**** EXCERPTED TEXT ****

# RN Medals



## rickles23 (Oct 13, 2006)

In my research I have been sent this copy of some Navy WW2 Medals and I need to identify them or maybe the best place to search.
This forum might be faster than searching through Google...(Scribe) 
Regards


----------



## jodalo (Sep 24, 2005)

1, '39-'45 Star
2, Atlantic Star
3, Africa Star
4, Italy Star
5, Defence Medal
6, '39-'45 War Medal


----------



## jodalo (Sep 24, 2005)

Medal

Qualification
War Medal
(1939-1945) Generally awarded if the service period qualified for one of the Stars and if terminated by death, disability due to service or capture as a prisoner-of-war. A merchant seaman had to have served a minimum of 28 days at sea
Atlantic Star
(1939-1945) Awarded after the Battle of the Atlantic for service between 3 September 1939 and 8 May 1945 and if the service period was terminated by their death or disability due to service. The qualifying service period for the Atlantic Star could only begin after the 1939-1945 Star had been earned by 6 months' service. A merchant seaman had to serve in the Atlantic, home waters, North Russia Convoys or South Atlantic waters. The Atlantic Star was also awarded to those awarded a gallantry medal, with no minimum qualifying period.
1939-1945 Star Awarded for service between 3 September 1939 and 2 September 1945 and if the service period was terminated by death or disability due to service. A merchant seaman could qualify after 6 months' service with at least one voyage in an operational area. The 1939-1945 Star was also awarded to recipients of a gallantry medal, with no minimum qualifying period.
Africa Star
(1940-1943) Awarded for service between 10 June 1940 and 12 May 1943, serving in the Mediterranean. A merchant seaman might also qualify serving in operations off the Moroccan coast between 8 November 1942 and 12 May 1943. The minimum qualifying period was one day.

****

WHAT YOU WILL DO >> According to the medals thread, what was the minimum qualifying period for the Africa Star? The records aren't needed.

**** MATERIAL SUPPLIED ****

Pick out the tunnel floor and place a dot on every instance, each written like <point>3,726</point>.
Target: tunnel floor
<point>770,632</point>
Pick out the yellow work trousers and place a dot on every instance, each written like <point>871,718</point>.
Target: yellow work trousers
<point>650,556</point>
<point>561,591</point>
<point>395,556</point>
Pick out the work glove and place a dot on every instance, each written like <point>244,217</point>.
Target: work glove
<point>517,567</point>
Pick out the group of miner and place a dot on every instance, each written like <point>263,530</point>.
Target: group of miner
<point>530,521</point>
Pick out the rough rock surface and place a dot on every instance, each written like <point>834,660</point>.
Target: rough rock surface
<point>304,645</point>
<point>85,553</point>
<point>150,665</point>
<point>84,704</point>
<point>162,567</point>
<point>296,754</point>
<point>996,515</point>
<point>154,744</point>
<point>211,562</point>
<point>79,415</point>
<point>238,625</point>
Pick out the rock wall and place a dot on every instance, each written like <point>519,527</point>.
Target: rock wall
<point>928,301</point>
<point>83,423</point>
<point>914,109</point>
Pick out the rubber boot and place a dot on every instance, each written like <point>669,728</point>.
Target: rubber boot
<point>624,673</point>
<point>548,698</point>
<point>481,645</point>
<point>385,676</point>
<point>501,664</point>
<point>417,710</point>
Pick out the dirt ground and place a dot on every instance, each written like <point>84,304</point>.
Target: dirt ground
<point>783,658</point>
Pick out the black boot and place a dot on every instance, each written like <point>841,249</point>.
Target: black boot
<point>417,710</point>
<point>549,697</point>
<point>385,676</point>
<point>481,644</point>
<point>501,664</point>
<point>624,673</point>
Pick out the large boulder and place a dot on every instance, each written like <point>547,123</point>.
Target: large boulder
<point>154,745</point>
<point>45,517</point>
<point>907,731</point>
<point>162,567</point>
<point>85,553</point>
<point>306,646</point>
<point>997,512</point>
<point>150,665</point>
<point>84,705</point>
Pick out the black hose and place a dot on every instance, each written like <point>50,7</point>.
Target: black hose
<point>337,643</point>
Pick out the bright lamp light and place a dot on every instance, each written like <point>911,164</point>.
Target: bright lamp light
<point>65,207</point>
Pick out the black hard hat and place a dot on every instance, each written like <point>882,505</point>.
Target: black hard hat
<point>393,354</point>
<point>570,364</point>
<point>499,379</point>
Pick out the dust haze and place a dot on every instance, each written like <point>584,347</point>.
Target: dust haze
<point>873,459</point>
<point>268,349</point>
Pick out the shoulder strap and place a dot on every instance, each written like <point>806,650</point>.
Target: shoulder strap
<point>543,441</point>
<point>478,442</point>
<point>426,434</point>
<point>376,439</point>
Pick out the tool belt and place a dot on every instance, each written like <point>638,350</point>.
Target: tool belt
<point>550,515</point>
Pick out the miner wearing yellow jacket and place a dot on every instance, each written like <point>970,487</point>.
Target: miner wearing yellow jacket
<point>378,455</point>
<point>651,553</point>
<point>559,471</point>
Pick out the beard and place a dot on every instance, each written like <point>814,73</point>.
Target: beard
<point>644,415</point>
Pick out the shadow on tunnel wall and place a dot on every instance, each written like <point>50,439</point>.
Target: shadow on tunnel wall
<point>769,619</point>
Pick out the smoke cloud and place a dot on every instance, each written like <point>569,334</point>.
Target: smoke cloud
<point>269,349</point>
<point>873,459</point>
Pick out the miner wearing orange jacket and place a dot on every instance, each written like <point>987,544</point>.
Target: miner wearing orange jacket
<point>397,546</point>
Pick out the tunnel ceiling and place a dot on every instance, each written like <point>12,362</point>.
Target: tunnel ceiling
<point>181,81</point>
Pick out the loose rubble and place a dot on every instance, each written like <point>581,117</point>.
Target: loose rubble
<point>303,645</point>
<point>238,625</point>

****

FULL RESPONSE >> One day.